◆ Given request: Copy out the items again, starting with the line with "One marker per instance of the sky" and going on through the last line of the items, keeping every request line as it is, but shift each coordinate in the answers by -54.

◆ Data supplied:

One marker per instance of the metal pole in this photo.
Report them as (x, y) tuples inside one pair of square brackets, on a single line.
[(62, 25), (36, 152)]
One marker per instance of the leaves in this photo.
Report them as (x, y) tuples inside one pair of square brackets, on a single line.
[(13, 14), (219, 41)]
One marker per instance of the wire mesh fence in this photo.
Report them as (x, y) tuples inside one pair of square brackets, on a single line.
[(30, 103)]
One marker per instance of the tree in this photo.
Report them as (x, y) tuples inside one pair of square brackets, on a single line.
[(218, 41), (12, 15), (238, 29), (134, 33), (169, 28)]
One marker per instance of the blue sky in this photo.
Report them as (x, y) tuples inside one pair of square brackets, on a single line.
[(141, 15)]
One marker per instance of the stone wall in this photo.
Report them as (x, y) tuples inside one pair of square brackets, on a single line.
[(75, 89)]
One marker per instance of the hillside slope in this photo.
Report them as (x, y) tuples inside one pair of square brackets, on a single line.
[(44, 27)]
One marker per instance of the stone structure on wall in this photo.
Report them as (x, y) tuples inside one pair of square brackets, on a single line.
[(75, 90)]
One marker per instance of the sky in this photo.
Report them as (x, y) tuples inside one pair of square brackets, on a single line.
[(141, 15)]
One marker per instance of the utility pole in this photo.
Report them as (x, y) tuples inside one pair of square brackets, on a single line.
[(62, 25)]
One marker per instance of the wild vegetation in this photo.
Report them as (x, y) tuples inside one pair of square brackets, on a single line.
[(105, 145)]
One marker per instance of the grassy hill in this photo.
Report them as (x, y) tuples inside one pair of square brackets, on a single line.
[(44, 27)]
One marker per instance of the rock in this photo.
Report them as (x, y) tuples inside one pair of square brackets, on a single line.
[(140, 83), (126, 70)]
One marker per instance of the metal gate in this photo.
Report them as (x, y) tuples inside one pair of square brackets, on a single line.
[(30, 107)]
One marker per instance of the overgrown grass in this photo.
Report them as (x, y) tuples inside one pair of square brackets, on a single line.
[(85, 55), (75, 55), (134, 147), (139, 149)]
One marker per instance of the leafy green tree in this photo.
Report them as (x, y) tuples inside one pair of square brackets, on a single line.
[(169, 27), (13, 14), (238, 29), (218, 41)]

◆ Task output:
One marker per instance of the sky in this photo.
Report them as (x, y) tuples inside one pair of square brackets, on a single line.
[(87, -39)]
One marker per instance of the utility pole in this photo.
Report them as (x, y) tuples inside one pair of square brackets, on a single line.
[(8, -29)]
One marker per instance of the wild vegetation in this photo.
Report them as (x, y) tuples inside one pair of square brackets, on a single line.
[(51, 91)]
One marker per instance of the grassy hill in this photo.
Report them as (x, y) tuples inside one pair of square brackets, on a single line.
[(-10, -27)]
One marker per instance of the rock in this photo.
Report them as (x, y) tuples inside one pair of square brackets, on a single line.
[(86, 29), (72, 16)]
One marker per instance of the metal gate in this photo.
Report them as (x, y) tuples inside one pair of square brackets, on a single line.
[(-24, 53)]
One marker per instance of the overgrown grass in this photo.
Report them as (x, y) tuples inside one pair of square brackets, on a single line.
[(31, 1), (21, 1), (80, 93), (85, 95)]
One marker per instance of the leafy green tree in this photo.
Report them as (x, y) tuples inside one pair of square brackets, on a single line.
[(115, -27), (-41, -40), (184, -25), (164, -13)]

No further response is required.